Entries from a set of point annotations
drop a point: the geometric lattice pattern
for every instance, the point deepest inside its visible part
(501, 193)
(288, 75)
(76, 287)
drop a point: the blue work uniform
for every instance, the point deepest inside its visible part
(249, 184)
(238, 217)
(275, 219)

CHALLENGE: Rewrite every line of the items above as a numbered list, skipping any blank lines.

CORRECT OUTPUT:
1. drop a point: the geometric lattice pattern
2. for every instance, the point deepest inside its visible part
3. (501, 193)
4. (288, 75)
5. (76, 287)
6. drop a point: the blue work uniform
7. for every instance, the point deepest inside its visible part
8. (249, 184)
9. (238, 217)
10. (275, 219)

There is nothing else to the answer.